--- begin ---

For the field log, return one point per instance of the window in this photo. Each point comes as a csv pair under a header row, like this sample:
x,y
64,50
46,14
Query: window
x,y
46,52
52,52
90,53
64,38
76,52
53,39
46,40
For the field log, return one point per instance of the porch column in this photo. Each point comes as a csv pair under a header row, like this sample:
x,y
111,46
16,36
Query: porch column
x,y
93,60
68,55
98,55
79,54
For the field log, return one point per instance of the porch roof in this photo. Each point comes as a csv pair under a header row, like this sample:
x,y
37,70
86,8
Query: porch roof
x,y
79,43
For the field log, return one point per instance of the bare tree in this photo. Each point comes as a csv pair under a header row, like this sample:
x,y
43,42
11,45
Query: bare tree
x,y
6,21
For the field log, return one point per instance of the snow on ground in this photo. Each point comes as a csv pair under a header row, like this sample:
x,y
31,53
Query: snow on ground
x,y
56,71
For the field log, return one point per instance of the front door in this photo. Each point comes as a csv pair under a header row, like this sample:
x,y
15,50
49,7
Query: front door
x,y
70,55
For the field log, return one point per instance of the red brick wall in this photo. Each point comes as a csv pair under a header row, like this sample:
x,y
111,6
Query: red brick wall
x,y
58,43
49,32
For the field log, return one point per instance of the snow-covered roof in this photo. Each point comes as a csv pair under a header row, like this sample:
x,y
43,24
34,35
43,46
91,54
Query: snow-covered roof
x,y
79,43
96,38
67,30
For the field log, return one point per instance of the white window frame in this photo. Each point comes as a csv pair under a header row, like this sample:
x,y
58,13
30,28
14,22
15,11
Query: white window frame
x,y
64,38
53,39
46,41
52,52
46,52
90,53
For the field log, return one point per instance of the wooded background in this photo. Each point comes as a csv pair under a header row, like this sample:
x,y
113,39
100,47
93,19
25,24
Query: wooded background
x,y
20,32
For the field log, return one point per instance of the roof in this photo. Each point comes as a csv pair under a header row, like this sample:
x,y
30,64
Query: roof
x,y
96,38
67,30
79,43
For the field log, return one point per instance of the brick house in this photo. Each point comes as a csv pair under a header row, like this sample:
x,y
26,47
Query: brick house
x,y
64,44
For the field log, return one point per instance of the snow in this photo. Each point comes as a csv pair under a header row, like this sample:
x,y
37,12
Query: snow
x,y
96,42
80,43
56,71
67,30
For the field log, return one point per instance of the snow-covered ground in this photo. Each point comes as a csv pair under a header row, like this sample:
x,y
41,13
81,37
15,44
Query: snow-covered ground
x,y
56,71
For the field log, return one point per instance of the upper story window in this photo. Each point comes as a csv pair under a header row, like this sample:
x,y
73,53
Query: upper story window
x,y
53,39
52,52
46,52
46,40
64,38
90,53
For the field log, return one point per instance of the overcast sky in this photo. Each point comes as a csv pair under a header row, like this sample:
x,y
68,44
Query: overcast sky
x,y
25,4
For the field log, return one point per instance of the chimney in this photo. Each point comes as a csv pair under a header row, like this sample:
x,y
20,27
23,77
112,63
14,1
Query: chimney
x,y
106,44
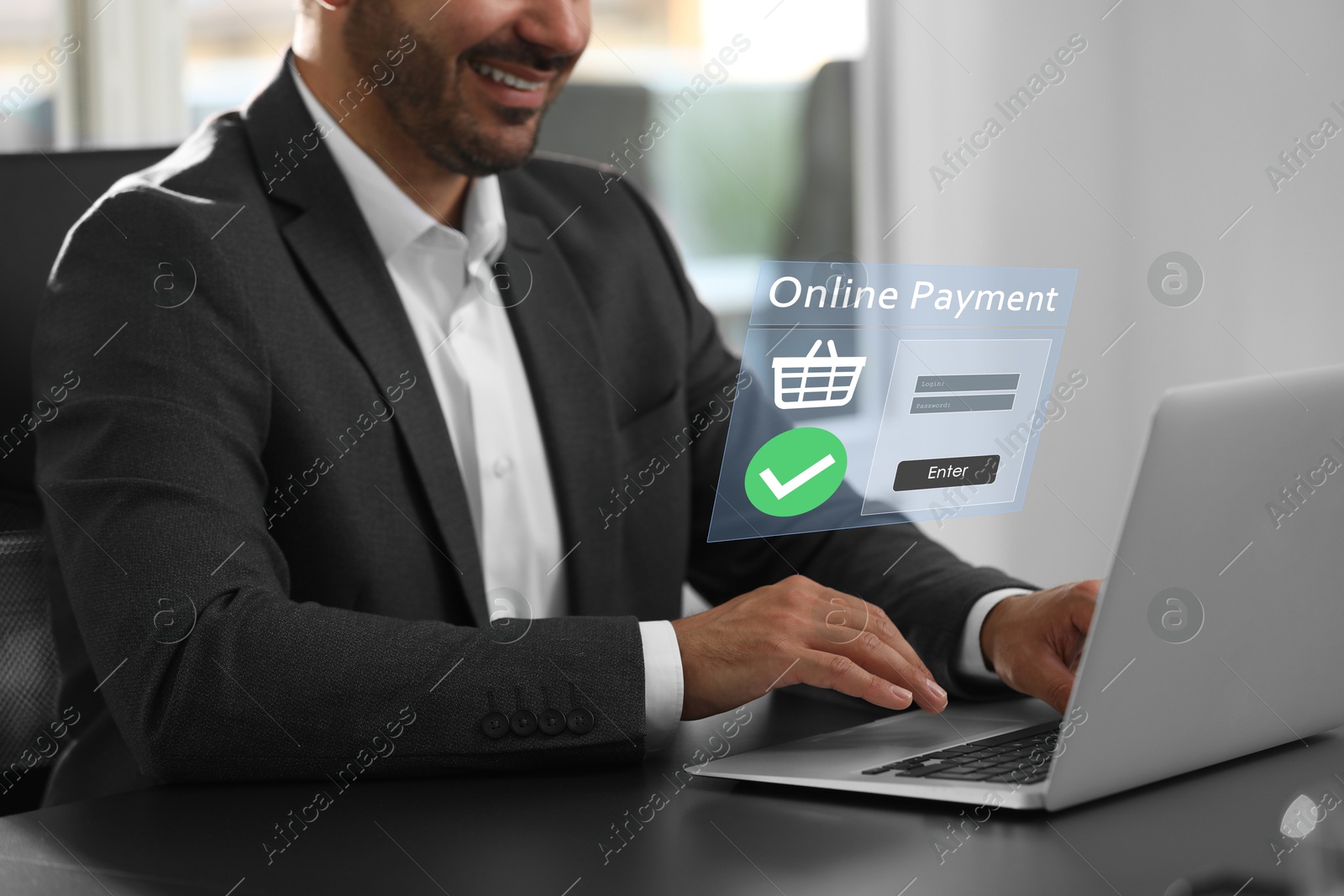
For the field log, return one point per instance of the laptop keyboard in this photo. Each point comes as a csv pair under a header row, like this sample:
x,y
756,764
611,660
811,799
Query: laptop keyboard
x,y
1018,758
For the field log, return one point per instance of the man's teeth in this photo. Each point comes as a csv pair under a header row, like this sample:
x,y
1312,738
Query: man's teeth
x,y
506,78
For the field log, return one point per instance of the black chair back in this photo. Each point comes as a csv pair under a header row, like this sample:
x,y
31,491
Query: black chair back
x,y
44,195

--- end ---

_Problem description_.
Copy out every entry above word for word, leaving out the pictures.

_Result of this exercise_.
For the field log, return one point per instance of the window in this photo. Each point comes as a csv pair under a header row, like this sample:
x,y
64,50
46,14
Query: window
x,y
46,52
52,52
90,53
64,38
76,52
53,39
46,40
For the field log, return one point per instance of the porch column in this photo. Each point comes as a csv pair under a header row, like this sample:
x,y
111,46
16,36
Query: porch column
x,y
93,60
68,55
98,55
79,54
For the field log, return one point per instance of the porch roof in this photo. Each point comes as a csv pair under a header row, like this sample:
x,y
37,70
86,8
Query: porch roof
x,y
79,43
For the field log, return one point per instance of the bare tree in this photo. Each point comes as a csv pair under a header row, like this sample:
x,y
43,42
11,45
Query: bare tree
x,y
6,21
For the field log, return one point per instance of the snow on ground in this photo. Each point comes as a csv pair under a header row, like this sample:
x,y
31,53
Query: snow on ground
x,y
56,71
For the field log, return one point per instance of the front door in this photo. Each point comes as a csv pair under a header row, like this sample:
x,y
15,50
49,7
Query: front door
x,y
70,55
For the field log, return one point per instance of the red brick wall in this photo. Each point comes as a csv pair under a header row, like this sample:
x,y
111,6
Query: red brick wall
x,y
58,43
49,32
For the field log, return one point per instance of the snow-covered roof in this photo. Each point comes as a csv pair under a header row, like this sample:
x,y
43,24
34,35
43,46
91,54
Query: snow-covered roof
x,y
79,43
96,38
67,30
For the field log, return one point per instance of the white window frame in this photo. Each point comes as a csv pair under a header row, like this sample:
x,y
58,13
30,28
14,22
15,11
Query: white window frame
x,y
64,38
53,39
46,41
52,52
46,52
90,53
For the field log, return one point per instance of the wooded background in this photo. Each point comes as a csv pair under a header row, like this sample:
x,y
113,39
100,47
93,19
25,24
Query: wooded background
x,y
20,32
For the field log, return one point per instance of the roof in this photo. Each point comes as a csv pair under a header row, like this sample:
x,y
30,64
Query: roof
x,y
96,38
67,30
79,43
For the field log, return one point per instance of the brick house in this photo. Each point comes as a csv pair under a header row, like this sample:
x,y
26,47
Query: brick house
x,y
64,44
For the field log, return one point per instance of the snow in this photo. Each point comes as a csv pair under a header row, like this sample:
x,y
37,12
Query: snow
x,y
96,42
80,43
56,71
67,30
For the field log, return one point per instance of the snow-covered ground in this photo. Each point comes as a csv pair under a header row, like this sample:
x,y
41,13
81,37
15,44
Query: snow-covered ground
x,y
56,71
For the field log, return one point per instance of the upper story window in this photo. Each point comes as a csv pair under a header row, like this sample:
x,y
73,53
Query: upper story window
x,y
53,39
52,52
46,52
46,40
64,38
90,53
For the field log, return one point per instance of the overcast sky in this photo. Each point comes as a csv pair under a header row, like this sample:
x,y
68,44
Query: overcast sky
x,y
25,4
For the field log, return one point per instance of the chimney in this photo. Each point comes as a csv pair under a header row, like this sample:
x,y
20,27
23,77
112,63
14,1
Query: chimney
x,y
106,44
For the field log, return one point per instance of the laptop keyboard in this photo. Each point comes as a csv pair under a header row, like this sample:
x,y
756,764
611,660
811,799
Query: laptop keyboard
x,y
1018,758
For the field log, return one point per instance of the man's teeth in this photo. Each point comes as a csv pair under a header row, like this sample:
x,y
1312,738
Query: man's teeth
x,y
506,78
For the field log, return one point per instance of the black chair back in this photo. Each point comes as a csv pair under a header row, like this sample:
x,y
31,491
Query: black chair back
x,y
44,195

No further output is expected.